* **Text segment**:

Features contributions to individual predictions: the treeinterpreter approach

The following approach is not known in the community under a specific name and it does not come with a paper.

Even though not highly advertised, it is incredibly powerful, and got integrated (in an independent implementation) within the eli5 library.

Ando Saabas proposed the method in this series of posts. The idea is that we can decompose the contribution of each feature to a specific prediction by following the path from the root of the tree to the node where the instance of interest resides. This is done by recording, at each split of the feature space, the difference in the proportion of the positive class (in case of classification) between the parent and the child node and assigning that difference to the variable in question. If we start from the root, the percentage of the positive class would just represent the average across the entire training set. Let's assume this is 70%. Now assume that the first split happens on feature X_1, that our instance of interest sits on the right branch of the tree and that within this subset the percentage of the positive class is 80%. Then we can safely state that X_1 drives an increase in probability of 10%. Imagine doing this until the tree is fully grown and averaging that out across all trees (in case of a forest).

This is how the method works in a nutshell.

The contributions, by definition, add up to the final model's outcome, making them easy to interpret and to visualize. Both a tabular form, as eli5 proposes, and a more business-oriented waterfall chart, are nice ways of doing so.

Note

This method relies on the metrics which get actually computed at each tree's node.

In case of XGBoost, the algorithm calculates a score which cannot direcly be interpreted as a probability, as happening in RandomForest, so beware of the numbers eli5 displays.

In [24]:
# id = X_valid.sample().index.values[0]

# fixing the ID value for illustration purposes
id = 20150 
explain_pred_contrib(id, clf, X_valid, feats, cats=cats, waterfall={'rotation_value':60, 'threshold': None})

* **Extracted entries**:

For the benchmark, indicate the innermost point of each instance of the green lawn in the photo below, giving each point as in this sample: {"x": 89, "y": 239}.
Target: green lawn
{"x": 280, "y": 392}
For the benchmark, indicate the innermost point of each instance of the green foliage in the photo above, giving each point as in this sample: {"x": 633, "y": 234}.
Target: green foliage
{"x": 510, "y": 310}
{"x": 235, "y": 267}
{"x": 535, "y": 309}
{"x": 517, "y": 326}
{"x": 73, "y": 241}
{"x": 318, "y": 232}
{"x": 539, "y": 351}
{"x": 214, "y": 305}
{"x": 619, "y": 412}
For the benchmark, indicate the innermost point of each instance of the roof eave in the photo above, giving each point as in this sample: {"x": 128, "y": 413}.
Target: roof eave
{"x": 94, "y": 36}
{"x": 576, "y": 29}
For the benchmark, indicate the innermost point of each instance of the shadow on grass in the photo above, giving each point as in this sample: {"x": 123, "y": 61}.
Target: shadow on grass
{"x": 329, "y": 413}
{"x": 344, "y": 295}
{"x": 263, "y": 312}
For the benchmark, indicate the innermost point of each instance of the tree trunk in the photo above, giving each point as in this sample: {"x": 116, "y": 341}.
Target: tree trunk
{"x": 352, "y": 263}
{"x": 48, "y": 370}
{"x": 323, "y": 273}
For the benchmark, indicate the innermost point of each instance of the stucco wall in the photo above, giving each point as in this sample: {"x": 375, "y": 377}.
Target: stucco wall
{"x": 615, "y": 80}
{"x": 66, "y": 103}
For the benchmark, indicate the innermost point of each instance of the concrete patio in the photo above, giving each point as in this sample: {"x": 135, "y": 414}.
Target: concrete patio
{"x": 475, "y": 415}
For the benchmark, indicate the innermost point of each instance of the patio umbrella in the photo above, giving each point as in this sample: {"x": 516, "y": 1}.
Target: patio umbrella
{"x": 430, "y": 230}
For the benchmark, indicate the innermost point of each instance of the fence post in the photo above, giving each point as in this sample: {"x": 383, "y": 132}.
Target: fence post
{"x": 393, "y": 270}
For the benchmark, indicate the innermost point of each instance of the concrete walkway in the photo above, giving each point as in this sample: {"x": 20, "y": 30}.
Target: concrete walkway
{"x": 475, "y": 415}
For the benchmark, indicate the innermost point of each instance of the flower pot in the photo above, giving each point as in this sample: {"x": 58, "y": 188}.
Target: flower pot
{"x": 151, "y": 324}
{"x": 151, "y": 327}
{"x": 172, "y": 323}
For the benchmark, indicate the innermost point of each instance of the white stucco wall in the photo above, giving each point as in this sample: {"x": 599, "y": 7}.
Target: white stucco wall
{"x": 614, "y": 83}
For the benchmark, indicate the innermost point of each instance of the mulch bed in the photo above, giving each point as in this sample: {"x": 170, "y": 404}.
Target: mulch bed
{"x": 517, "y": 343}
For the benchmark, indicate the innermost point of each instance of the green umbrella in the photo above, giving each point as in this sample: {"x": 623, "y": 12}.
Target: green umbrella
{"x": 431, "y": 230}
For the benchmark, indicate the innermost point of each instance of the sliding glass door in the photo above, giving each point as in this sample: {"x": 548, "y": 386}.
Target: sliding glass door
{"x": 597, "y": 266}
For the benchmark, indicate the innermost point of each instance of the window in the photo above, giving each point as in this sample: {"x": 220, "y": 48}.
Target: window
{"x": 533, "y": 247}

* **Requirements**: List every percentage that appears in the treeinterpreter text.

* **Expected output**: 70%, 80%, 10%